RECORDED INFORMATION –
((

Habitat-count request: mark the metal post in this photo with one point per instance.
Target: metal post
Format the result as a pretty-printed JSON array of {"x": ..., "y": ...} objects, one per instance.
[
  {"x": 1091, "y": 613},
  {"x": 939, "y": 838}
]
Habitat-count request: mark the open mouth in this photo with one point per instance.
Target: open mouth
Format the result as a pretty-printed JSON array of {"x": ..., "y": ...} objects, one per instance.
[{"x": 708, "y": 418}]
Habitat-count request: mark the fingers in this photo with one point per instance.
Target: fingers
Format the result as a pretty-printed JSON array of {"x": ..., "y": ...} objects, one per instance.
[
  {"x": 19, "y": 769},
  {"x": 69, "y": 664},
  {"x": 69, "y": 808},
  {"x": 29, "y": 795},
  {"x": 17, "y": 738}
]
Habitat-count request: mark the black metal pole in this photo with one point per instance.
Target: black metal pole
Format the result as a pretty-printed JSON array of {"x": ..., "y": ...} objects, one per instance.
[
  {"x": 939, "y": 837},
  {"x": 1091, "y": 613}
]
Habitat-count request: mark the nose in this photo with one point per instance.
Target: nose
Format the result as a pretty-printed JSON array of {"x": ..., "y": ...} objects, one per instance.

))

THE PROBLEM – Search the records above for the string "post". Report each line that has it.

EXERCISE OUTPUT –
Habitat-count request: mark the metal post in this photo with one point per instance.
Target: metal post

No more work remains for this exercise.